- _Task instructions_: Your answer must consist of the lines running from the one that holds "Query: clear sky" to the end of the data, copied exactly.

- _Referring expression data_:
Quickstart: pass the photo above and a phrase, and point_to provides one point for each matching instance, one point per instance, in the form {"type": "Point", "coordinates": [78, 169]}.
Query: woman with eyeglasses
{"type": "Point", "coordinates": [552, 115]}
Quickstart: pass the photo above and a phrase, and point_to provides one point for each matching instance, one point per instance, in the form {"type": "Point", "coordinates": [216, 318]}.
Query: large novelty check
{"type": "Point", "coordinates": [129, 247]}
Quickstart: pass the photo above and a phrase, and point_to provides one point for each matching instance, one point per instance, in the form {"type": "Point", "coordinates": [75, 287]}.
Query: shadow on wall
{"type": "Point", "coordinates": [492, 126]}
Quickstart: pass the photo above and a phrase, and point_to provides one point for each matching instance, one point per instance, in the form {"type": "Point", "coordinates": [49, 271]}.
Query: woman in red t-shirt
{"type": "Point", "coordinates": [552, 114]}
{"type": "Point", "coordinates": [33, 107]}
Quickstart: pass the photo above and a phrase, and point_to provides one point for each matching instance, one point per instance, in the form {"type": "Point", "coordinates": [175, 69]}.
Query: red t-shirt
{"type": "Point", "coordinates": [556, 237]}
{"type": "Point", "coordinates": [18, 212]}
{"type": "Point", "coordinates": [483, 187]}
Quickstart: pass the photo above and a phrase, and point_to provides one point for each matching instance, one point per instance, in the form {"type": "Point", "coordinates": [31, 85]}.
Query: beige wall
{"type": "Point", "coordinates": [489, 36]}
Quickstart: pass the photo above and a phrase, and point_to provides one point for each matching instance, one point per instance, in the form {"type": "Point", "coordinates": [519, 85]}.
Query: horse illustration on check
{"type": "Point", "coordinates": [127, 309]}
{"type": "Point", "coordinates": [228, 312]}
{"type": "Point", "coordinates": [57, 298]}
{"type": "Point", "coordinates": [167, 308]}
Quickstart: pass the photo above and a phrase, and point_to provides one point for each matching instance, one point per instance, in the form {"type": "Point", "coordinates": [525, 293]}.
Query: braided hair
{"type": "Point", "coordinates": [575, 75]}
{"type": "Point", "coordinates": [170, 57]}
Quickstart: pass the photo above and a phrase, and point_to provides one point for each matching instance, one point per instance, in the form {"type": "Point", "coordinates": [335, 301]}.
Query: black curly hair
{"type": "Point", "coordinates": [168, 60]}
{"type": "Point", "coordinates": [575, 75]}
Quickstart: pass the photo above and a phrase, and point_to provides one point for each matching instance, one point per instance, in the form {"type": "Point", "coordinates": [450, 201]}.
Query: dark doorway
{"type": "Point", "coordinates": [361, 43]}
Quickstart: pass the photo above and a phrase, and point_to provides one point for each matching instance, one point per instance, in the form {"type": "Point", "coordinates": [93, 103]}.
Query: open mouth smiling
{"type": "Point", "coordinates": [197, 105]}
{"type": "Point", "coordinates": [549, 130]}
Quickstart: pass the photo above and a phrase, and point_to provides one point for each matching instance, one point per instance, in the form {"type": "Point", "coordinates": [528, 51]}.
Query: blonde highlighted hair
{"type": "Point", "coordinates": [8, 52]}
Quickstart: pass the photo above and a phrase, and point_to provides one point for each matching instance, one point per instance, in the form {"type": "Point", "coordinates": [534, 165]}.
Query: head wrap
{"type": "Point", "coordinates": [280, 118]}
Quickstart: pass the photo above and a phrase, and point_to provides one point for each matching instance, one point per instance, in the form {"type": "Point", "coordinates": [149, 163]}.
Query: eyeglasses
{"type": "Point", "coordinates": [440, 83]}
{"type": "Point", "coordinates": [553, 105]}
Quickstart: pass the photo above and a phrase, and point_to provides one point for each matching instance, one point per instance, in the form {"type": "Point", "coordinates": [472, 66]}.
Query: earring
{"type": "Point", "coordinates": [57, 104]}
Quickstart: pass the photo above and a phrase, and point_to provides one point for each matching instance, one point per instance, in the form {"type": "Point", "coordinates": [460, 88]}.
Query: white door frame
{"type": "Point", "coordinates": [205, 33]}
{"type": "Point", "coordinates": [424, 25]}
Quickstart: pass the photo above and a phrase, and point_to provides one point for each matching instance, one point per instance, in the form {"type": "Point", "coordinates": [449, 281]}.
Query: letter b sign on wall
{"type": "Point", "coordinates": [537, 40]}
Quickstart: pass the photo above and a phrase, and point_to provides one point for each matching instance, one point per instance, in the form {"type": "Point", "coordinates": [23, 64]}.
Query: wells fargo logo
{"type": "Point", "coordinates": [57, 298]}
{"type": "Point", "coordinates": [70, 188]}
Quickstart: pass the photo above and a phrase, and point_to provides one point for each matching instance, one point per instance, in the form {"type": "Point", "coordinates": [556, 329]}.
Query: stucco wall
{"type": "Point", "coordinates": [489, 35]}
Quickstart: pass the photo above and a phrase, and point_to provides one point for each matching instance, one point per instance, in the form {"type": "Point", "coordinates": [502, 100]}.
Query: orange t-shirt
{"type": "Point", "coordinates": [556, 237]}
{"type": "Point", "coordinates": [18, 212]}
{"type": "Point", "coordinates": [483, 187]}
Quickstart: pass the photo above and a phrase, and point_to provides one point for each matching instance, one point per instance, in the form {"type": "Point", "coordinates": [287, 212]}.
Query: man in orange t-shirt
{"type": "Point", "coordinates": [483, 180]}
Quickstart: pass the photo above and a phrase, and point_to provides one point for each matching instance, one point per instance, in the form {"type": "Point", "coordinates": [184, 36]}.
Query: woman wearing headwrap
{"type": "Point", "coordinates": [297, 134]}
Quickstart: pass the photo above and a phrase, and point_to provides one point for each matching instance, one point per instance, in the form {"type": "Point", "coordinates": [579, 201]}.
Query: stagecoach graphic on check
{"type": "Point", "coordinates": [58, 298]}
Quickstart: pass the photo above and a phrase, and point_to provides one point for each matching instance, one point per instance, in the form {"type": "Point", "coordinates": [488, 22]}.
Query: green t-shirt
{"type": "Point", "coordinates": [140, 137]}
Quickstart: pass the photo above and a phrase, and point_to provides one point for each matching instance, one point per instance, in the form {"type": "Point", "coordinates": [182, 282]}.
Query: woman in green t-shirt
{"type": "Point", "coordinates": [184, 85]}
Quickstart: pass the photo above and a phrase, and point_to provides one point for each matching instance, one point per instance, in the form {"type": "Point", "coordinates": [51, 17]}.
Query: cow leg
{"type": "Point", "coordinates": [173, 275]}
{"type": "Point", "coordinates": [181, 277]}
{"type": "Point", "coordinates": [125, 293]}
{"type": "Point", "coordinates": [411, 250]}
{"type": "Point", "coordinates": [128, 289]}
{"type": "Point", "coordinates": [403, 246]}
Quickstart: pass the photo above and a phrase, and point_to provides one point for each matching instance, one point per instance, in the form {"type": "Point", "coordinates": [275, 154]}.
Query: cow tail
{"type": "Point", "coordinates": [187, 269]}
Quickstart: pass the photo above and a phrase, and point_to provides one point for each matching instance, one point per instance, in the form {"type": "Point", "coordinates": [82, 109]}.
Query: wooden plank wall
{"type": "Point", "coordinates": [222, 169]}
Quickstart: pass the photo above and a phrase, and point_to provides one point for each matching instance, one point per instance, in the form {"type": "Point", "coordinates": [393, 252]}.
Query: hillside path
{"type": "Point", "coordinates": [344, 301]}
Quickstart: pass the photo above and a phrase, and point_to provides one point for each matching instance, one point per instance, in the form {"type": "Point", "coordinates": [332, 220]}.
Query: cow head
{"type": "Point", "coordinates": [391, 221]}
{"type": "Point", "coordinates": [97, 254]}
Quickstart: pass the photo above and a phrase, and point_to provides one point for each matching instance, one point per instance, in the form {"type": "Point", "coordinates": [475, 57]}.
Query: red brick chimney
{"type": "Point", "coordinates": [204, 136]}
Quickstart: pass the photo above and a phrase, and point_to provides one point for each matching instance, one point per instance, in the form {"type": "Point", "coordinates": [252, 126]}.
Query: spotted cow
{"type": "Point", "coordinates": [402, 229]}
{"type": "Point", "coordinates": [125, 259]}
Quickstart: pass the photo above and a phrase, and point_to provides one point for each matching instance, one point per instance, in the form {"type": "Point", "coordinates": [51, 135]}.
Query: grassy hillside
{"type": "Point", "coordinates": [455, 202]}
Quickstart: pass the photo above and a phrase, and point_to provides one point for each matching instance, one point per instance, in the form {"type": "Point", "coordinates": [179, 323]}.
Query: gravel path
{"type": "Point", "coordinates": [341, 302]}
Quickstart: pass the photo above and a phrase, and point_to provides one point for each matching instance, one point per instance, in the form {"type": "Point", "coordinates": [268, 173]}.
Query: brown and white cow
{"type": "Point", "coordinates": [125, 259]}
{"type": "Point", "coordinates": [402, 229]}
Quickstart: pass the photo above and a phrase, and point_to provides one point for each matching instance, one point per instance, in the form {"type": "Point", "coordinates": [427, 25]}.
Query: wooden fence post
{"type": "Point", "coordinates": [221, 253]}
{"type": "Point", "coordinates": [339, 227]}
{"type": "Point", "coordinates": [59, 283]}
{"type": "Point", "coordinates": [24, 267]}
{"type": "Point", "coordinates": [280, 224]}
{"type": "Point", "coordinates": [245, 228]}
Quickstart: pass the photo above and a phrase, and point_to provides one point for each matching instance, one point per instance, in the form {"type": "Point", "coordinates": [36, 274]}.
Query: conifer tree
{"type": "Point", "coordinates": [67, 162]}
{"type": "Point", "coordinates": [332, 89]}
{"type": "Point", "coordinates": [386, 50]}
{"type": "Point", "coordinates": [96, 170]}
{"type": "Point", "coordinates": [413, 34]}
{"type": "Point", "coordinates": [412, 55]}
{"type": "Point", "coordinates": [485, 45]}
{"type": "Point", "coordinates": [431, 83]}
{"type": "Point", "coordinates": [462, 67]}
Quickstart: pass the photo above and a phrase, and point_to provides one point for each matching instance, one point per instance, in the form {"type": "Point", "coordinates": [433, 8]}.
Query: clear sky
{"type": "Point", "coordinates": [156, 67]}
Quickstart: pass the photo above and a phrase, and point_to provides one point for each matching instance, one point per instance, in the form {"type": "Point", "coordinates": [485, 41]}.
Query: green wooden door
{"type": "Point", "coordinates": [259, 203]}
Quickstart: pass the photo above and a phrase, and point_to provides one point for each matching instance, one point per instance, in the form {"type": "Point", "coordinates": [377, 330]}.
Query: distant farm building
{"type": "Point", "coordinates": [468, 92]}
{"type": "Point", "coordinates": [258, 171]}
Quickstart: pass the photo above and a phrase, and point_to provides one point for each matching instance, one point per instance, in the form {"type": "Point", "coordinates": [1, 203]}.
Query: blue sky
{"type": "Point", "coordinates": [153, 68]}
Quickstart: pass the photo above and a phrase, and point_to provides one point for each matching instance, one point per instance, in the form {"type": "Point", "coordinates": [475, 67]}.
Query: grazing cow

- _Solution to this problem_:
Query: clear sky
{"type": "Point", "coordinates": [156, 67]}
Quickstart: pass the photo above and a phrase, and point_to provides one point for each matching instance, one point per instance, in the form {"type": "Point", "coordinates": [485, 41]}.
Query: green wooden door
{"type": "Point", "coordinates": [259, 203]}
Quickstart: pass the photo above and a phrase, and point_to provides one point for each matching instance, one point per instance, in the form {"type": "Point", "coordinates": [377, 330]}.
Query: distant farm building
{"type": "Point", "coordinates": [468, 92]}
{"type": "Point", "coordinates": [258, 171]}
Quickstart: pass the photo above and a phrase, and point_to provides one point for each matching instance, one point per instance, in the form {"type": "Point", "coordinates": [1, 203]}.
Query: blue sky
{"type": "Point", "coordinates": [153, 68]}
Quickstart: pass the photo above and a phrase, and point_to provides one point for each matching instance, one point per instance, in the form {"type": "Point", "coordinates": [475, 67]}.
Query: grazing cow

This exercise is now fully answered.